**Excerpted text:**
Apricot Bacterial Canker Disease
Apricots with bacterial canker are hardly rare, and the apricot bacterial canker disease is widespread in most places. This is a disease that often enters apricot trees and other stone fruit trees through wounds, often gardener-inflicted pruning wounds. You’ll know that your tree has apricot bacterial canker disease if you see necrosis girdling a branch or trunk. Keep your eye out for branch dieback and cankers in spring. You’ll sometimes also notice leaf spot and blast of young growth and orange or red flecks under the bark just outside canker margins. The bacterium causing the disease is a fairly weak pathogen (Pseudomonas syringae). It is so weak that trees are only susceptible to serious damage when they in a weakened condition or else dormant. They can be damaged from leaf drop through leaf budding.
Bacterial Canker Control
The key to bacterial canker control is prevention; and preventing bacterial canker on apricots isn’t as difficult as you might think. Prevention is the best way of treating apricot bacterial canker. Apricots with bacterial canker are usually trees in one of two situations: trees in orchards where ring nematodes flourish and trees planted in areas that get spring frosts. Your best bet at preventing bacterial canker on apricots is to keep your trees in vigorous health and to control ring nematodes. Use any cultural practice that is likely to keep your tree healthy, like offering sufficient irrigation and feeding with nitrogen. Nematodes stress apricot trees, making them weaker. Control nematodes by using pre-plant fumigation for ring nematodes. When you think about treating apricot bacterial canker, think prevention. It’s not that hard to take an important step toward preventing bacterial canker on apricots. One proven method of bacterial canker control is to avoid winter pruning. The entire disease begins in winter, when the trees are susceptible to the bacteria. If you prune the apricot trees in spring, instead, you can largely avoid the issue. Evidence suggests that pruning during the dormant season makes apricot trees vulnerable to this disease. Instead, prune after the trees start active growth in spring.

Data excerpts:
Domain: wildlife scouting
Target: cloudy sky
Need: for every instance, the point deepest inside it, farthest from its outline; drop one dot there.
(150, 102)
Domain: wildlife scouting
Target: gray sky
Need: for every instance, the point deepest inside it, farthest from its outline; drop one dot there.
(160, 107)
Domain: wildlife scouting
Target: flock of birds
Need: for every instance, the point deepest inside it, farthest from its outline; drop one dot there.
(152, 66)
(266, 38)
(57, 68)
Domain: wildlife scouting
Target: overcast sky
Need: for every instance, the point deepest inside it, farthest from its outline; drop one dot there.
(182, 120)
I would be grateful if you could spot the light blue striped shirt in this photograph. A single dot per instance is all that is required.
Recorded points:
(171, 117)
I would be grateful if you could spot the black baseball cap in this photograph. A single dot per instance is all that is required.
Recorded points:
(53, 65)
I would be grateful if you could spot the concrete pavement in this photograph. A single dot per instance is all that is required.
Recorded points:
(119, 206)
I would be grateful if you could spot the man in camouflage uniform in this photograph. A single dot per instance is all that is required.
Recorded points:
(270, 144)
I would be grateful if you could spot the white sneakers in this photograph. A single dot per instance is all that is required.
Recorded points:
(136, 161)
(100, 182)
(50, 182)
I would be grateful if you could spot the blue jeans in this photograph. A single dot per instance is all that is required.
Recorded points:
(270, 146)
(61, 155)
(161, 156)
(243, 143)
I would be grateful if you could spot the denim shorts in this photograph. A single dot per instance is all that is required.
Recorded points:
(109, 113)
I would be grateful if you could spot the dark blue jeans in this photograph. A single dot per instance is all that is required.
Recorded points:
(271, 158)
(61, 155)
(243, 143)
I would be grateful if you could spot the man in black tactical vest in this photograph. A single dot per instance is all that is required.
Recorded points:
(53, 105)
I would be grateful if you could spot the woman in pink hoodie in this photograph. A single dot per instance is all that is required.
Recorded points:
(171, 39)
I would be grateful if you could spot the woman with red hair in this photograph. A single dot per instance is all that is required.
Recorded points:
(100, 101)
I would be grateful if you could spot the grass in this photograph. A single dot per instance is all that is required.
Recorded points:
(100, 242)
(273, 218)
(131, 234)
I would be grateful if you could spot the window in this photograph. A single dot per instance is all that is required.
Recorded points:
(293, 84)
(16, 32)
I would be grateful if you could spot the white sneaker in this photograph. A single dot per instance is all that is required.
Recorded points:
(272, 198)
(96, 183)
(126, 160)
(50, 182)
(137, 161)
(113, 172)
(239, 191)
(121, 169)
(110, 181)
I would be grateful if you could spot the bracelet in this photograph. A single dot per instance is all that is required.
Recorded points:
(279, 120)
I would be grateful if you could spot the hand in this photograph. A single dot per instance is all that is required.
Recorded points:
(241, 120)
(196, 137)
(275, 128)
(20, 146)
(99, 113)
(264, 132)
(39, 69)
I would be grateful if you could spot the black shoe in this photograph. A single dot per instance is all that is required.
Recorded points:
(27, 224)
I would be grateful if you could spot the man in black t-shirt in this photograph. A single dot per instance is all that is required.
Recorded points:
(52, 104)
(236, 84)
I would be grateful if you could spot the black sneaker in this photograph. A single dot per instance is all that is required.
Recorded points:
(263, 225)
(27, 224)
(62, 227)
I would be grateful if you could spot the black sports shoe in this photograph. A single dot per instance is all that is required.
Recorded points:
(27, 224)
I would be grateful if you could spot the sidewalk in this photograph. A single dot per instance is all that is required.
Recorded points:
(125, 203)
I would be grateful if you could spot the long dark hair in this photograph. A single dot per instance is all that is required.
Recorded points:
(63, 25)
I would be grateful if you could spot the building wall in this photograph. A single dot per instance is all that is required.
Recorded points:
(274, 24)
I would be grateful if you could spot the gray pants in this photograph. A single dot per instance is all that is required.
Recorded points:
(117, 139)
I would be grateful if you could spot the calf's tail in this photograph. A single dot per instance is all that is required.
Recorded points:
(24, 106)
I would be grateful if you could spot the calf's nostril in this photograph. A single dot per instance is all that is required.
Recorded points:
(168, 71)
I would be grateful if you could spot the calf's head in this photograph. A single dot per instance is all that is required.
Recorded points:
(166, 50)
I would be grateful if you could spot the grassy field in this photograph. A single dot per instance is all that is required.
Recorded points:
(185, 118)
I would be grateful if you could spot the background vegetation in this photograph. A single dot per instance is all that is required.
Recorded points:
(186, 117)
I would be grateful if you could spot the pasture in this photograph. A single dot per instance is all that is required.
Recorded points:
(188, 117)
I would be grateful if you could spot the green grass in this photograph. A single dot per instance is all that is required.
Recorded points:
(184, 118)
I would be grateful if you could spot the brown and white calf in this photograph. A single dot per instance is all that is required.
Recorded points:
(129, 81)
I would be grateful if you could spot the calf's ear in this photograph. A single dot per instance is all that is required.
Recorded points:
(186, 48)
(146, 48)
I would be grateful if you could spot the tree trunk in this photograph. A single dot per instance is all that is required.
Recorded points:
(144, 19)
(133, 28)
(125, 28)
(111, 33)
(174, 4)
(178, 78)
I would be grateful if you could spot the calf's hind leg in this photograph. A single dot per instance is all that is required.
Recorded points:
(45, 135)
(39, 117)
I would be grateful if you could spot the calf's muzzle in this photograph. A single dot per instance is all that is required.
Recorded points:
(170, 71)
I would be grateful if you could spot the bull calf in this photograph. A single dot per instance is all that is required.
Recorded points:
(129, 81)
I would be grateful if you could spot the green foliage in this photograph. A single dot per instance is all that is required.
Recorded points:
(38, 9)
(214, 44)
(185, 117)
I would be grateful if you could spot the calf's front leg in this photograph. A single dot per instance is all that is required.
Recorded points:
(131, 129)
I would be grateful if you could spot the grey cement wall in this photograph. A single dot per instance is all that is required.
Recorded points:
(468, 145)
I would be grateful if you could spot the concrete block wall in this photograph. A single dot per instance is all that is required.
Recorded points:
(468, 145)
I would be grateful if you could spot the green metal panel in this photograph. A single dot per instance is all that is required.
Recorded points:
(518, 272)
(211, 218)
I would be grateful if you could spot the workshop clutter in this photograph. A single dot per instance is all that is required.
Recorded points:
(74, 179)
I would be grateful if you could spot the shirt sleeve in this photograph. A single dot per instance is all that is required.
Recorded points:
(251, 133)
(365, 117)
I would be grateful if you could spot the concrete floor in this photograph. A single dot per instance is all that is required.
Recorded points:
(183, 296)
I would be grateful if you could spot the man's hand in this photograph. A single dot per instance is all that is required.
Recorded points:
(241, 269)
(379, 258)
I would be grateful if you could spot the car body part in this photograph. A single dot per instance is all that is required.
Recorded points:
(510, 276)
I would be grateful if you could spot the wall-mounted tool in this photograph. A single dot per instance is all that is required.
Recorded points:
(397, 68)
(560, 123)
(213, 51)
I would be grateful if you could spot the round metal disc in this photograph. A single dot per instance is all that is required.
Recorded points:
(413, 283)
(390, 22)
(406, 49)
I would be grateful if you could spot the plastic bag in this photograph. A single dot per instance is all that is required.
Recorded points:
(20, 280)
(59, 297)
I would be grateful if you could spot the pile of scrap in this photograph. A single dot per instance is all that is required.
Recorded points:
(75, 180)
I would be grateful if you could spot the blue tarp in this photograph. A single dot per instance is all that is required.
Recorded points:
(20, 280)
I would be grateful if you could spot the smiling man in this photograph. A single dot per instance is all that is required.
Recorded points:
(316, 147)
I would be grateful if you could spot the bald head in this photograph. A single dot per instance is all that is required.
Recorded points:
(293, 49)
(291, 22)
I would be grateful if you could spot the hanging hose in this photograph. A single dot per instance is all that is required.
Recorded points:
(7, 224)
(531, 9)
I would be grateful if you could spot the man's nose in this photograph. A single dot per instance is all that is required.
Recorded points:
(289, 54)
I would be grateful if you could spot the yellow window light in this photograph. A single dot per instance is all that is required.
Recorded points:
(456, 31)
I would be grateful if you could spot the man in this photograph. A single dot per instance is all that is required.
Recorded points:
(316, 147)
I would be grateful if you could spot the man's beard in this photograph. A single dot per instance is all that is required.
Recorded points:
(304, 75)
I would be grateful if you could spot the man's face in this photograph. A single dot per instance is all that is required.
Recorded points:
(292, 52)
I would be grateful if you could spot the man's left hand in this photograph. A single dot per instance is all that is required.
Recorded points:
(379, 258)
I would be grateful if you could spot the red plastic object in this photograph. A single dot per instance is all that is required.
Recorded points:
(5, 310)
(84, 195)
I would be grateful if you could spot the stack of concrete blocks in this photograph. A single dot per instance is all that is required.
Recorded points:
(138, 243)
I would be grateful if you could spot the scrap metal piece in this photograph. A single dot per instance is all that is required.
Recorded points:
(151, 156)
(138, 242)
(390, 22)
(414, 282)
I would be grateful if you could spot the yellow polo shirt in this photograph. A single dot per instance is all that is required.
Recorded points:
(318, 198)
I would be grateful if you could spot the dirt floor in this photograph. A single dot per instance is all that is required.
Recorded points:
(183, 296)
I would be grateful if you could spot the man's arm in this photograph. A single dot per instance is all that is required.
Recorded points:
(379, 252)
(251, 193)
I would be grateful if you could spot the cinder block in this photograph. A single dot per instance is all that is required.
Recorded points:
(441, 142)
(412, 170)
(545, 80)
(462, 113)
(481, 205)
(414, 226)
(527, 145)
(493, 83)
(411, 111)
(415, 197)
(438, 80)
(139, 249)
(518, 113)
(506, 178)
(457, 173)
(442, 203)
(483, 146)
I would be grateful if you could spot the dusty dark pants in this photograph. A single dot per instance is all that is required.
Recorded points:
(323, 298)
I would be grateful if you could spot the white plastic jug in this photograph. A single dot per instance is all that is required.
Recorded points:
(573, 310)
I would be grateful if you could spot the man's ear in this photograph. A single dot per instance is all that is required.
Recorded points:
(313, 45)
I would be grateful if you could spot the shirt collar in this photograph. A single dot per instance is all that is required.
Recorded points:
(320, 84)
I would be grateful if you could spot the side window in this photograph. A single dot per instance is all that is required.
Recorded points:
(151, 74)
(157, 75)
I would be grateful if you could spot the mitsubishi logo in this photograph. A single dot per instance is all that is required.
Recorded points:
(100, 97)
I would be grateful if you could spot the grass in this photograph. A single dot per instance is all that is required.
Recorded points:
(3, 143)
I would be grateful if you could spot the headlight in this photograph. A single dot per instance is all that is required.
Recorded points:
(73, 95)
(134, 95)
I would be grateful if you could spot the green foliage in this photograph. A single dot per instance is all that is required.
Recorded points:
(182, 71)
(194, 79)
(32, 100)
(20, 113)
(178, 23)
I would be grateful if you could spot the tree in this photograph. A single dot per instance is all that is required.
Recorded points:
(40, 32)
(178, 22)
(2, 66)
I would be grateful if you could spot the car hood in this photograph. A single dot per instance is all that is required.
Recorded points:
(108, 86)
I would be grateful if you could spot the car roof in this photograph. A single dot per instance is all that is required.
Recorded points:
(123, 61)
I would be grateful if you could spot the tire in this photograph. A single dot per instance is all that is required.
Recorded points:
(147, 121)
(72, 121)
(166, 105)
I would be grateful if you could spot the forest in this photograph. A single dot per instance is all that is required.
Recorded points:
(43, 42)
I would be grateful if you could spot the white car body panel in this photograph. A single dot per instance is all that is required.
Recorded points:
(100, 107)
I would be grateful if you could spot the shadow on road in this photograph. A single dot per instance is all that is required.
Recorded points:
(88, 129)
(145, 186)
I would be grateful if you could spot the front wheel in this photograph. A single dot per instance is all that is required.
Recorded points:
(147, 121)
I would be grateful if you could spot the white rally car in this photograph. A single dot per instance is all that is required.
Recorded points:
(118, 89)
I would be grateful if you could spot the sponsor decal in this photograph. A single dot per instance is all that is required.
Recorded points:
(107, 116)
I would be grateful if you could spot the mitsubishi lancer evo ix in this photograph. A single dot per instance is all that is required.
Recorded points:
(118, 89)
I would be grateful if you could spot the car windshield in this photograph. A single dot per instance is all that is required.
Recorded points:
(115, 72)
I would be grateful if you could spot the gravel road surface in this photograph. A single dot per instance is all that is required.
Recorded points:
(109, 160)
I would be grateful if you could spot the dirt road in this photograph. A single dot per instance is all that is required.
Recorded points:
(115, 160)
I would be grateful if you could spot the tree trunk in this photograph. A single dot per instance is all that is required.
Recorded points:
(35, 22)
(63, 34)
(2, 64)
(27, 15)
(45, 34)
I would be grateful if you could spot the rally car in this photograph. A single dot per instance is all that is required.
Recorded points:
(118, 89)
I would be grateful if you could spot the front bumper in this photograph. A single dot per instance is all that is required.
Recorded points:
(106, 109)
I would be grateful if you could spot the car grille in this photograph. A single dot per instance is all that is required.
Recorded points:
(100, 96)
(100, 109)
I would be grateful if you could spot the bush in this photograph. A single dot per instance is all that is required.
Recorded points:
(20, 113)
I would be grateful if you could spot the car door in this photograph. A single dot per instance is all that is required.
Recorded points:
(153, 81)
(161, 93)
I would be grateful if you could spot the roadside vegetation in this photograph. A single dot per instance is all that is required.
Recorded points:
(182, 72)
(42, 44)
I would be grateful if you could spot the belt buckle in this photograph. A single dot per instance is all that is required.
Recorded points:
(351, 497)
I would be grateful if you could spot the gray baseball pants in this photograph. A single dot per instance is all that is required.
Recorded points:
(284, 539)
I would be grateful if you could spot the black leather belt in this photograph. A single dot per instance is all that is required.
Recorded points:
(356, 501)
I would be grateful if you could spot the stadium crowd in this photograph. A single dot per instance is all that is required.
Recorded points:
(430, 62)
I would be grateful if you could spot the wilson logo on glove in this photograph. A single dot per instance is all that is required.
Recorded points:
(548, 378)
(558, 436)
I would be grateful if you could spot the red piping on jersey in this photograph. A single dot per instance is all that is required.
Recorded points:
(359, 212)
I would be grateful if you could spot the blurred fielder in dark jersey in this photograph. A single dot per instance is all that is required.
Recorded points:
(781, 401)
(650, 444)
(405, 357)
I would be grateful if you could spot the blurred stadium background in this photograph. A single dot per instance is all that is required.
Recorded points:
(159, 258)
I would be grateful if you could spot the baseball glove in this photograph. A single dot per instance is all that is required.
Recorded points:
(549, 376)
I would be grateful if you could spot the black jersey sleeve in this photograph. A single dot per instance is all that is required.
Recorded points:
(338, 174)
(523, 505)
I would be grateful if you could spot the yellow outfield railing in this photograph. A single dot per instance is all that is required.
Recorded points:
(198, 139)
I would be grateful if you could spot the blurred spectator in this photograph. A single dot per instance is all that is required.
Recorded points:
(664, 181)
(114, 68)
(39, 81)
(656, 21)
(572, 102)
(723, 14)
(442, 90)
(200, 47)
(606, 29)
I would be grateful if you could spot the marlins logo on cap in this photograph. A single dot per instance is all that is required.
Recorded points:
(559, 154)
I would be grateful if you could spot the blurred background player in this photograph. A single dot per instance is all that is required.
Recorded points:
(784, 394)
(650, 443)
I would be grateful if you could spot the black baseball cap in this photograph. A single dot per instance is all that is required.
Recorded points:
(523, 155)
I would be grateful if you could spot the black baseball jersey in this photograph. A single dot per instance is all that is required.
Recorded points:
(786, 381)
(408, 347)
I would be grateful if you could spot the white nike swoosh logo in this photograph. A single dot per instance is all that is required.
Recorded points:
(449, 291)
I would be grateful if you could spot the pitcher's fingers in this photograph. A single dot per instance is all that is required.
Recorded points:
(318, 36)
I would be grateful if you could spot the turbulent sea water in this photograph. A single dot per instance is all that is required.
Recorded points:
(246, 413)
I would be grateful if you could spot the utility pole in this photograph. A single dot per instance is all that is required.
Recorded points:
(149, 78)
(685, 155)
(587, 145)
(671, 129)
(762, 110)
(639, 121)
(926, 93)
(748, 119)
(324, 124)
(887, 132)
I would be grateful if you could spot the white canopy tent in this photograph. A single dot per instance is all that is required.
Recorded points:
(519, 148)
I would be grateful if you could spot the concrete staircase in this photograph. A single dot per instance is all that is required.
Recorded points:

**Brief:** Please translate this sentence from the apricot canker text into Spanish: "Prevention is the best way of treating apricot bacterial canker."

**Result:** La prevención es la mejor manera de tratar el cáncer bacteriano del albaricoquero.